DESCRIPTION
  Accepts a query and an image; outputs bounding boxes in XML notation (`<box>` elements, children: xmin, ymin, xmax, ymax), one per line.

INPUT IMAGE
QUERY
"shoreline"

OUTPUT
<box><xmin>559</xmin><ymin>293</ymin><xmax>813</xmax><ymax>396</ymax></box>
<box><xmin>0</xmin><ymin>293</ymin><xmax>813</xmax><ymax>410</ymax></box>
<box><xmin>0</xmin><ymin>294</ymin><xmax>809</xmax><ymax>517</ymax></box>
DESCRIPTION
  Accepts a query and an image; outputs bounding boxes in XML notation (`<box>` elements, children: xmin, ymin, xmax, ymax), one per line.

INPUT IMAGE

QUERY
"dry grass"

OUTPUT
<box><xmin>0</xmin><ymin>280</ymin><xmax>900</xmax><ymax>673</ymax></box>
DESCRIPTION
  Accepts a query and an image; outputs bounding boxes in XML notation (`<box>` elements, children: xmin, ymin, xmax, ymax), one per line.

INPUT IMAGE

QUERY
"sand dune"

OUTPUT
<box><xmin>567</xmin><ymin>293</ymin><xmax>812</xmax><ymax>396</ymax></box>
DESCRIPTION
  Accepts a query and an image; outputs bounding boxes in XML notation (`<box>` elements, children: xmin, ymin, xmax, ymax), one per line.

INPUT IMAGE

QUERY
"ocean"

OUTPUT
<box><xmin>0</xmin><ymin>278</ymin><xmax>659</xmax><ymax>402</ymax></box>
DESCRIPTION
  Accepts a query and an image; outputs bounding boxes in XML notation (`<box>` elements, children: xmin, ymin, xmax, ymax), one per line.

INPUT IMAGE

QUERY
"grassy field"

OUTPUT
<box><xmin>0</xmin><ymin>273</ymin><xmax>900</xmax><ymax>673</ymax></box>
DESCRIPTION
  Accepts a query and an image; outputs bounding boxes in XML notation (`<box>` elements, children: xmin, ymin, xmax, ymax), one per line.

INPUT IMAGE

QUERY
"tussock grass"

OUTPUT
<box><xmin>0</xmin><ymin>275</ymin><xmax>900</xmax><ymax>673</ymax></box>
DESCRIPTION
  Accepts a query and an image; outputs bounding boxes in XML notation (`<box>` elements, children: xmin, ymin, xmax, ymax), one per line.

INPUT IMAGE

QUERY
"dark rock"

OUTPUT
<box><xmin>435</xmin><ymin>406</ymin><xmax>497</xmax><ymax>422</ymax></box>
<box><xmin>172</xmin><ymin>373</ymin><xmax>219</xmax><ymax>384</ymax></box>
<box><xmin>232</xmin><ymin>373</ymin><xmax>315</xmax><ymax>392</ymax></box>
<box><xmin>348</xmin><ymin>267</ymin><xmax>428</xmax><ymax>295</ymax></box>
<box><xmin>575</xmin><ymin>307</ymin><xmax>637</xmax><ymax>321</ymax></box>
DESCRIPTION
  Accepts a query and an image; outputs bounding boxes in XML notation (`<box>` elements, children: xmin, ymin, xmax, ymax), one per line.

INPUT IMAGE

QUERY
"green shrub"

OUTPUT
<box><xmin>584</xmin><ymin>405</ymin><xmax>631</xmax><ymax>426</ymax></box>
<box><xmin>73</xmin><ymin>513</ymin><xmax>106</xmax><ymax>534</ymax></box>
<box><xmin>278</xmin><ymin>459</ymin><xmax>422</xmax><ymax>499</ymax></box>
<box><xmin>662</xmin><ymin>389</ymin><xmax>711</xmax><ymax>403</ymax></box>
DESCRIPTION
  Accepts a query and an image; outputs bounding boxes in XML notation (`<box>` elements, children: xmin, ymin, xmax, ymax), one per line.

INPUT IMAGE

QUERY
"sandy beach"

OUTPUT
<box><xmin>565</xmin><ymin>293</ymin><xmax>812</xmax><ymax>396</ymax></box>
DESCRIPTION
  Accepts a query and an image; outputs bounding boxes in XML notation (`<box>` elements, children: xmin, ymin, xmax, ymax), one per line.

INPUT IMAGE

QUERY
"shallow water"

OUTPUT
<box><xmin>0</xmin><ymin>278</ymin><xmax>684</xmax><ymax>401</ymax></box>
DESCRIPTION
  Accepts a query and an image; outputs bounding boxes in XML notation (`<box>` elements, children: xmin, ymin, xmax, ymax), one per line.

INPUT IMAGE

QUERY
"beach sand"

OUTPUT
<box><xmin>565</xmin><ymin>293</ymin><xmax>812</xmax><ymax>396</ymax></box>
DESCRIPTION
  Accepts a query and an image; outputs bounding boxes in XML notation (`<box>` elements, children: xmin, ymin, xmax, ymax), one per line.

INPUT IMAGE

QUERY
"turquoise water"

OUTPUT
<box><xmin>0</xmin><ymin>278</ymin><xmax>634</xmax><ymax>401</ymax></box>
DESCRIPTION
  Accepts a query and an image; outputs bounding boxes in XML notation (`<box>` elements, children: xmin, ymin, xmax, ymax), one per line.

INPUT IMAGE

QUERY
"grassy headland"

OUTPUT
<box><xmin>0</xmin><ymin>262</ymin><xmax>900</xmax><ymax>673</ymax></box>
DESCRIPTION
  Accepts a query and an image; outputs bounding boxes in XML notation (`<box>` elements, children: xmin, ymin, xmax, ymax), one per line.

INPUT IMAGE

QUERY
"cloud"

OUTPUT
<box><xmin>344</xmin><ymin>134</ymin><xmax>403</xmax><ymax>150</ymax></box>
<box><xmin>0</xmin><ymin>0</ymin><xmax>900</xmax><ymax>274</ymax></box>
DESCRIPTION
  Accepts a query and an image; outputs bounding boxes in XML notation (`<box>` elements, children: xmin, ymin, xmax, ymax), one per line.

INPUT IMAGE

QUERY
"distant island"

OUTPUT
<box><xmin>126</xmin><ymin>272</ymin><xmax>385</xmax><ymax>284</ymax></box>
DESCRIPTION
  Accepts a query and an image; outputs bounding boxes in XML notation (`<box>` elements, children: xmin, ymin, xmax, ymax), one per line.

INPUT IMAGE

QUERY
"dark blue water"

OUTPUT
*****
EXERCISE OBJECTIVE: Which lines in the items contain the word "water"? Gather and copy out each of those lines in full.

RESPONSE BELOW:
"shallow water"
"turquoise water"
"dark blue water"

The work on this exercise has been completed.